### Raw data:
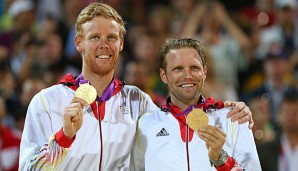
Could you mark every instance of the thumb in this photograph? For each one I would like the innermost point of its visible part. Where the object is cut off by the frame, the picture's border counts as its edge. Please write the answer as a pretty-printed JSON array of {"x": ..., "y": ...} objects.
[{"x": 79, "y": 100}]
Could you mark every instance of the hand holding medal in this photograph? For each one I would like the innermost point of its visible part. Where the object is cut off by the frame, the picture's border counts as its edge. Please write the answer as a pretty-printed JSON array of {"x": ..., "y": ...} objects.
[
  {"x": 196, "y": 119},
  {"x": 73, "y": 113},
  {"x": 86, "y": 92}
]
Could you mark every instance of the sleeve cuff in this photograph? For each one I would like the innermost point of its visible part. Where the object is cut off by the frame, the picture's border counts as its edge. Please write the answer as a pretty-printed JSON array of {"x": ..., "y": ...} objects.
[
  {"x": 227, "y": 166},
  {"x": 62, "y": 140}
]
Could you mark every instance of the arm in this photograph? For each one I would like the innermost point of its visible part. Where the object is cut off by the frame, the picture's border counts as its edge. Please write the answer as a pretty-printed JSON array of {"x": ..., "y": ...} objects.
[
  {"x": 215, "y": 139},
  {"x": 41, "y": 146},
  {"x": 240, "y": 112}
]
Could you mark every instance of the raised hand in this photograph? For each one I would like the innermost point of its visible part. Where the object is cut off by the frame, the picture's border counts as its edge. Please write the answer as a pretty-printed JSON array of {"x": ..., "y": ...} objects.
[{"x": 240, "y": 112}]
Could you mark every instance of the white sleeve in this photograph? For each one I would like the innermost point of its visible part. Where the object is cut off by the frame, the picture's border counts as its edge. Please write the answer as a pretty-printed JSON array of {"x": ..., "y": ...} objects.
[
  {"x": 137, "y": 155},
  {"x": 243, "y": 148},
  {"x": 39, "y": 149}
]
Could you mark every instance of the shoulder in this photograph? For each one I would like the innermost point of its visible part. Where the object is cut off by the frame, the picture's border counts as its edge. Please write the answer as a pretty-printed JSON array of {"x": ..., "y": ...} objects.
[{"x": 53, "y": 94}]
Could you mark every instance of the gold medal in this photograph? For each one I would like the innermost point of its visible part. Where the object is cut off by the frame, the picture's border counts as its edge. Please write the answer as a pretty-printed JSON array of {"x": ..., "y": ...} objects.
[
  {"x": 86, "y": 92},
  {"x": 196, "y": 119}
]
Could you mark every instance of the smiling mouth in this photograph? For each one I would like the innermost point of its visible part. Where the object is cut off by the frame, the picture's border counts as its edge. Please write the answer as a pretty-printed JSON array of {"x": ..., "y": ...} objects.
[
  {"x": 187, "y": 85},
  {"x": 103, "y": 56}
]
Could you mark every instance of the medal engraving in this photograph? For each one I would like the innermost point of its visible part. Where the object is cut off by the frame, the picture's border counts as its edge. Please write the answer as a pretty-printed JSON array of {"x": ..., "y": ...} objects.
[
  {"x": 86, "y": 92},
  {"x": 196, "y": 119}
]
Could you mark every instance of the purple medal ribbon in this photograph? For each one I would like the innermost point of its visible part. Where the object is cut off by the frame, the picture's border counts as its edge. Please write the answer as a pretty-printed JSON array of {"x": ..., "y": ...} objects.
[{"x": 107, "y": 94}]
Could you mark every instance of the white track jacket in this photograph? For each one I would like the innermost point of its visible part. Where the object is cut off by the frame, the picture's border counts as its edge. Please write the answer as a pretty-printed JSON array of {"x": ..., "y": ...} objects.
[
  {"x": 108, "y": 141},
  {"x": 159, "y": 145}
]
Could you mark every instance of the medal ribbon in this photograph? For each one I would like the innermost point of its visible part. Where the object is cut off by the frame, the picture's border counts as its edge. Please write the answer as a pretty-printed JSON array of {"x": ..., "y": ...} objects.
[{"x": 106, "y": 95}]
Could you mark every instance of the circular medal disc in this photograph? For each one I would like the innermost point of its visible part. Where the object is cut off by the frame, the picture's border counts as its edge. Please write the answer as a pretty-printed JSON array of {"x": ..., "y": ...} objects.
[
  {"x": 196, "y": 119},
  {"x": 86, "y": 92}
]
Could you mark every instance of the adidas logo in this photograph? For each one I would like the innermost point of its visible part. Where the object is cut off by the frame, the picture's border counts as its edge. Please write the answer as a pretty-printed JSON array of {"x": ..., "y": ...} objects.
[{"x": 162, "y": 132}]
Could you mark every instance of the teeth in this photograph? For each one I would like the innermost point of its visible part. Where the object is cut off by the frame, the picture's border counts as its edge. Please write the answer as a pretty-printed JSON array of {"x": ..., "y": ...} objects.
[
  {"x": 187, "y": 85},
  {"x": 103, "y": 56}
]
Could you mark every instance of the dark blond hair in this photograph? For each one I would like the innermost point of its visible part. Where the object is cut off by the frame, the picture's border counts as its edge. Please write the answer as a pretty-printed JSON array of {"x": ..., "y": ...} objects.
[
  {"x": 178, "y": 44},
  {"x": 97, "y": 9}
]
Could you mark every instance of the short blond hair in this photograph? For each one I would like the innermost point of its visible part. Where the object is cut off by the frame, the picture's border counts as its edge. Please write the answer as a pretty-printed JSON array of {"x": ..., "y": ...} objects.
[{"x": 97, "y": 9}]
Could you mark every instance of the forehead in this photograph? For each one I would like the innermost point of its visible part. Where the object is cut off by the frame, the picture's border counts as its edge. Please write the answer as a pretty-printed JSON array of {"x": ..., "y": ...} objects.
[
  {"x": 102, "y": 25},
  {"x": 183, "y": 56}
]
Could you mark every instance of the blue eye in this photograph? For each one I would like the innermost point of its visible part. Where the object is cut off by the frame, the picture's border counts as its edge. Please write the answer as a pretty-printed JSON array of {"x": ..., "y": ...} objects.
[
  {"x": 112, "y": 37},
  {"x": 95, "y": 38}
]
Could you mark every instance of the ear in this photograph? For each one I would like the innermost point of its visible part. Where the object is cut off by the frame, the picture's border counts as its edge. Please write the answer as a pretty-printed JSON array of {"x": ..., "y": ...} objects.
[
  {"x": 78, "y": 43},
  {"x": 163, "y": 76},
  {"x": 121, "y": 44},
  {"x": 205, "y": 73}
]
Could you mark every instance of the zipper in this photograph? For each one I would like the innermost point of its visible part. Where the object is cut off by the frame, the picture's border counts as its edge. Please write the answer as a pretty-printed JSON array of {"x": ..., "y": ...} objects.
[
  {"x": 187, "y": 152},
  {"x": 100, "y": 133}
]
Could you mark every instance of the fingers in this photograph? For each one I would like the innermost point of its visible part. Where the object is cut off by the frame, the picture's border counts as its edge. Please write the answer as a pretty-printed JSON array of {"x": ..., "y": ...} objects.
[
  {"x": 73, "y": 112},
  {"x": 79, "y": 100},
  {"x": 251, "y": 122},
  {"x": 237, "y": 106}
]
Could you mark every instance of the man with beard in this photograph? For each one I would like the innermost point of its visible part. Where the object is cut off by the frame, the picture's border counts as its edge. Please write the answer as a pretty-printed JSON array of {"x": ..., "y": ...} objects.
[
  {"x": 180, "y": 135},
  {"x": 64, "y": 132}
]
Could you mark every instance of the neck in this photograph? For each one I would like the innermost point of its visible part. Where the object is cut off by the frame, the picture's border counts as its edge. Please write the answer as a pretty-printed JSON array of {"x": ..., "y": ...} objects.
[
  {"x": 293, "y": 140},
  {"x": 100, "y": 83}
]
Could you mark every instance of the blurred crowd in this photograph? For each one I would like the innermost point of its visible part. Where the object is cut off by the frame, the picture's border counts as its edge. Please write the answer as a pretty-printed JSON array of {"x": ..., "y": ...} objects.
[{"x": 252, "y": 52}]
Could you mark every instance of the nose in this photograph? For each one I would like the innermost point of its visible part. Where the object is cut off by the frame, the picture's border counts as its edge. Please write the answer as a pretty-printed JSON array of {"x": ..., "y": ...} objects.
[
  {"x": 187, "y": 73},
  {"x": 103, "y": 44}
]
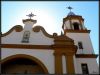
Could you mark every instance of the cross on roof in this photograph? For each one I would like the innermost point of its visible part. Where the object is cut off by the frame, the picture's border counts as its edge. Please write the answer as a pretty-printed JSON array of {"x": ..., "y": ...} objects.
[
  {"x": 70, "y": 8},
  {"x": 31, "y": 15}
]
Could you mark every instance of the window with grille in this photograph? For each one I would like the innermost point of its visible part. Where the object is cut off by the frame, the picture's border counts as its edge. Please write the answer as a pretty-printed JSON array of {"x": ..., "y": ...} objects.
[
  {"x": 84, "y": 68},
  {"x": 26, "y": 37},
  {"x": 80, "y": 45}
]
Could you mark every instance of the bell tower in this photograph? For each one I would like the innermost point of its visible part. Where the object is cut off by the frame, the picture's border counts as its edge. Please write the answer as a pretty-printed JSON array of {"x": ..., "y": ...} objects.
[
  {"x": 73, "y": 27},
  {"x": 73, "y": 22}
]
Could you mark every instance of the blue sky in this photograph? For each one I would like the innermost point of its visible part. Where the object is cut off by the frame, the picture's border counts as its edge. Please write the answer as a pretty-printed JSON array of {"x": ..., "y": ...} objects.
[{"x": 50, "y": 15}]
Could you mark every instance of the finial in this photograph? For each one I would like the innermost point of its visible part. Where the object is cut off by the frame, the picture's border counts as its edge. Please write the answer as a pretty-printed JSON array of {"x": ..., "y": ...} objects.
[
  {"x": 70, "y": 8},
  {"x": 31, "y": 15},
  {"x": 61, "y": 33}
]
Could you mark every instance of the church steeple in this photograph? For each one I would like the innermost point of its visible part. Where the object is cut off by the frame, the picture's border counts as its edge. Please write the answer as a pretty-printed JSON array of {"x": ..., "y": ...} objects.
[
  {"x": 73, "y": 22},
  {"x": 29, "y": 22}
]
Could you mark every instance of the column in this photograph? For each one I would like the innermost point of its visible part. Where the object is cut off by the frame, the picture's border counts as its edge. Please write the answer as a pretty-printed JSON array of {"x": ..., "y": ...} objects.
[
  {"x": 69, "y": 64},
  {"x": 58, "y": 63}
]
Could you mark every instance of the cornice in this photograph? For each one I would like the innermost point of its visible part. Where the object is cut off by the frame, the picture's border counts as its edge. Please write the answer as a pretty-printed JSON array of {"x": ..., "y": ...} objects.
[
  {"x": 86, "y": 55},
  {"x": 76, "y": 31},
  {"x": 17, "y": 28}
]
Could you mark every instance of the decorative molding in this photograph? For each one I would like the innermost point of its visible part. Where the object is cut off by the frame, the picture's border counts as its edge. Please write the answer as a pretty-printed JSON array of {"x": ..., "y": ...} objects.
[
  {"x": 23, "y": 46},
  {"x": 38, "y": 28},
  {"x": 73, "y": 17},
  {"x": 31, "y": 20},
  {"x": 34, "y": 59},
  {"x": 17, "y": 28},
  {"x": 76, "y": 31},
  {"x": 86, "y": 55}
]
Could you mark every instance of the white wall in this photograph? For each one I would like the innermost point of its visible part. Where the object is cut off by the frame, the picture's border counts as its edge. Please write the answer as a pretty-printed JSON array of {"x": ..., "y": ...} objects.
[
  {"x": 45, "y": 56},
  {"x": 86, "y": 41},
  {"x": 91, "y": 62},
  {"x": 36, "y": 38}
]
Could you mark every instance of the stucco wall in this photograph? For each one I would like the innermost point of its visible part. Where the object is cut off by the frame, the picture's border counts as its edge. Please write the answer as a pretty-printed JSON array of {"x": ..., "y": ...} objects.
[
  {"x": 45, "y": 56},
  {"x": 86, "y": 41},
  {"x": 36, "y": 38},
  {"x": 91, "y": 63}
]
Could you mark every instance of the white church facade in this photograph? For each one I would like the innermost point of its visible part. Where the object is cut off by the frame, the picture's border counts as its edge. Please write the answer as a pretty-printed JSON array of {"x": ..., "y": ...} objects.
[{"x": 31, "y": 50}]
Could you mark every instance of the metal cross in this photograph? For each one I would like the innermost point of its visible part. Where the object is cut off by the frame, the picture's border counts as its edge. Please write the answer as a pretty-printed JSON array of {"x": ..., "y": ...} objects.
[
  {"x": 70, "y": 8},
  {"x": 31, "y": 15}
]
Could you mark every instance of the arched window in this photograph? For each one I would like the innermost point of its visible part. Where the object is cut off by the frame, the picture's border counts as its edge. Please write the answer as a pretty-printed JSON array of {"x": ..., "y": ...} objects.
[
  {"x": 76, "y": 26},
  {"x": 26, "y": 37}
]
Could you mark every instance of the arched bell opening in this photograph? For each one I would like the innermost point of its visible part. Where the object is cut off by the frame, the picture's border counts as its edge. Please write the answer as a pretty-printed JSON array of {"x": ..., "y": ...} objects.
[
  {"x": 22, "y": 64},
  {"x": 76, "y": 26}
]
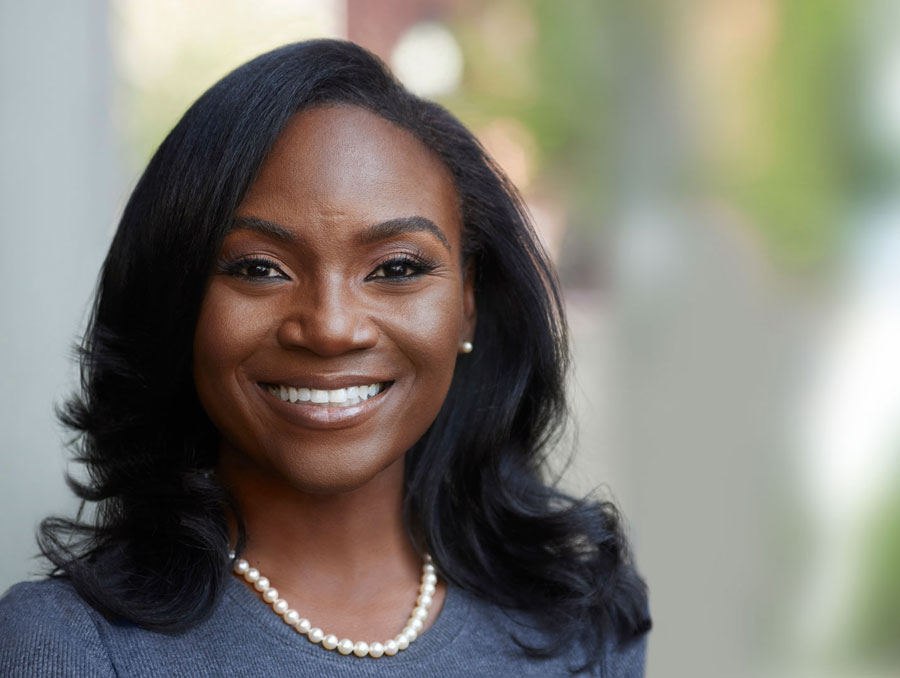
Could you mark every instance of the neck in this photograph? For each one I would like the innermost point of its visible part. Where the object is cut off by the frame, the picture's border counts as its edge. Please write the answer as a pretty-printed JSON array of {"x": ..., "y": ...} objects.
[{"x": 342, "y": 536}]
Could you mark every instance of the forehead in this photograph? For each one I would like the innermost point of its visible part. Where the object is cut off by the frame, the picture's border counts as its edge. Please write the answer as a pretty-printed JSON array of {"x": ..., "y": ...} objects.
[{"x": 336, "y": 164}]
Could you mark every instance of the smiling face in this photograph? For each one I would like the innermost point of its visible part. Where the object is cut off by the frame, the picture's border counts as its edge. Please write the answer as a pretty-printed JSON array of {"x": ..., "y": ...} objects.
[{"x": 340, "y": 281}]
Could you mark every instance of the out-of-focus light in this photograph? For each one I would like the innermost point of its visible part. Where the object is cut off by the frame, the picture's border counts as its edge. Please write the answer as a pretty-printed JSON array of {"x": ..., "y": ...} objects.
[{"x": 428, "y": 60}]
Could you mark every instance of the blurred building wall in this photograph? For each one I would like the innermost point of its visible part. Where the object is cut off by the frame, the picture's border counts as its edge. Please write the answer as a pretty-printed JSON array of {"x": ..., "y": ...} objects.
[{"x": 57, "y": 178}]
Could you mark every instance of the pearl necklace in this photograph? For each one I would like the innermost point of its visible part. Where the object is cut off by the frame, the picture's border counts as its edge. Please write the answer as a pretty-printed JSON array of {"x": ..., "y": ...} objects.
[{"x": 330, "y": 641}]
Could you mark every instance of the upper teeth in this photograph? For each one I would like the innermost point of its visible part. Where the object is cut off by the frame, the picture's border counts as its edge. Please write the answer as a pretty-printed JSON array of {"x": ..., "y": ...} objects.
[{"x": 338, "y": 396}]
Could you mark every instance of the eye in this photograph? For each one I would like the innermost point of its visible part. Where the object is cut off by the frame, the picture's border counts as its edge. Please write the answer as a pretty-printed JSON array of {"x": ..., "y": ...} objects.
[
  {"x": 401, "y": 268},
  {"x": 255, "y": 269}
]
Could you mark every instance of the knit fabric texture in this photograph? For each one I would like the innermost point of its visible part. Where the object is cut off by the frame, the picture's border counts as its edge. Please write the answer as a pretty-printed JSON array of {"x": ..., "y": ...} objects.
[{"x": 47, "y": 630}]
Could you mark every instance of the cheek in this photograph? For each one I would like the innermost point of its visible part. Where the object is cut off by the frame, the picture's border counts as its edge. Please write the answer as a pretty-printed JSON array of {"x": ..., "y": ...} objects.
[
  {"x": 428, "y": 330},
  {"x": 226, "y": 333}
]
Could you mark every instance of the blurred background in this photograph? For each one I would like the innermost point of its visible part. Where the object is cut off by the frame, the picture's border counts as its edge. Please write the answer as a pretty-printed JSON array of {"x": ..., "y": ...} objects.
[{"x": 718, "y": 183}]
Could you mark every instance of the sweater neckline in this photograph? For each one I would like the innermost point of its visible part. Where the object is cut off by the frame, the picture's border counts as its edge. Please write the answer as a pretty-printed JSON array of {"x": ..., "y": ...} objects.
[{"x": 450, "y": 622}]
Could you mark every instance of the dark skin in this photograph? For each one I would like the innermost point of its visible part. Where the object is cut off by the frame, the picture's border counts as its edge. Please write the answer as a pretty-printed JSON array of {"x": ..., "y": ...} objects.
[{"x": 344, "y": 267}]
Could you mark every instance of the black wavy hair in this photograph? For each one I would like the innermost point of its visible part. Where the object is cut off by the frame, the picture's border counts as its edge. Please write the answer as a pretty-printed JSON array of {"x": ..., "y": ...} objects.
[{"x": 154, "y": 548}]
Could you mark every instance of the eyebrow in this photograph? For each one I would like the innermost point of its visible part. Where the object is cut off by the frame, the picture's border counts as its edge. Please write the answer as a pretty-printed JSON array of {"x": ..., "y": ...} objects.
[
  {"x": 393, "y": 227},
  {"x": 374, "y": 233}
]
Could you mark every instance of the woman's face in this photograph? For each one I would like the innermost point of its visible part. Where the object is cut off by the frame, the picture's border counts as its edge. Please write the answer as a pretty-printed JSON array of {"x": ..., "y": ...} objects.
[{"x": 341, "y": 280}]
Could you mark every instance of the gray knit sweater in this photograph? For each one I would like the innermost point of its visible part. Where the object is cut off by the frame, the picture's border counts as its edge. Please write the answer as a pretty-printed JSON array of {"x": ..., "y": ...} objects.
[{"x": 46, "y": 629}]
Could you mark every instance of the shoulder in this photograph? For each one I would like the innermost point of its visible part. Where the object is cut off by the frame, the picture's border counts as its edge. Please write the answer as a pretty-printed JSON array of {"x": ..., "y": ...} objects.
[{"x": 46, "y": 629}]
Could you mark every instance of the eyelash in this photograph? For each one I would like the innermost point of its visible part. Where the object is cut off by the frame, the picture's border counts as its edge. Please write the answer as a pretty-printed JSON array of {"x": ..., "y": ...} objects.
[
  {"x": 240, "y": 268},
  {"x": 419, "y": 266}
]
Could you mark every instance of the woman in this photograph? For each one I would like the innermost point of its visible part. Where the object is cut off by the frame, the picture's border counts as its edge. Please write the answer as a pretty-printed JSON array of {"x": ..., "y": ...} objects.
[{"x": 324, "y": 366}]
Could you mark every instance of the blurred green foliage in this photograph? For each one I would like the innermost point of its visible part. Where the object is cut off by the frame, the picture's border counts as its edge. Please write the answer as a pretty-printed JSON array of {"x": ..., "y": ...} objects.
[
  {"x": 801, "y": 194},
  {"x": 875, "y": 622}
]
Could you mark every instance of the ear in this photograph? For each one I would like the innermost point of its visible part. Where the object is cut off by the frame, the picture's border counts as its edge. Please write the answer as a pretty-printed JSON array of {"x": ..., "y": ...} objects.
[{"x": 469, "y": 312}]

### Task brief:
Repeat exactly the lines above from the line that contains "Could you mark every instance of the eyelash" through the end. Include both of these ends; leave out everything else.

### Task result:
Could you mark every instance of the eyelash in this photograph? For each one I would like the innermost point of its visible part. Where the object is cut off by the frame, the picture's border counts as its edge. Please write the answer as a pretty-printed JSON array of {"x": ..., "y": ...} objects.
[
  {"x": 240, "y": 268},
  {"x": 419, "y": 266}
]
Could you mark every instance of the woman in this photograph? For each one I would like the innermost point of its visible part. Where the object is cut off by the frame, the picture's border counts as its edge. Please write the answer as a pretty-printed JSON array of {"x": ..., "y": ...} objects.
[{"x": 324, "y": 366}]
Could you mark every instance of the blurred green foliage in this photograph? For each one I would like the innermost point of its visible part. Where the object is cut off by the frame, the picture's border counts as its edge. Please write the answer as a pretty-printed JSON array of {"x": ..., "y": ...} objects.
[
  {"x": 801, "y": 194},
  {"x": 875, "y": 622}
]
Could you mark every instance of the ear in this photograph? For each one I would like the innermost point of its visible part. Where the object is cut off by the frame, the picture's border counts as its edge. Please write the answer as a pretty-printed JSON array of {"x": ..., "y": ...} objects.
[{"x": 469, "y": 312}]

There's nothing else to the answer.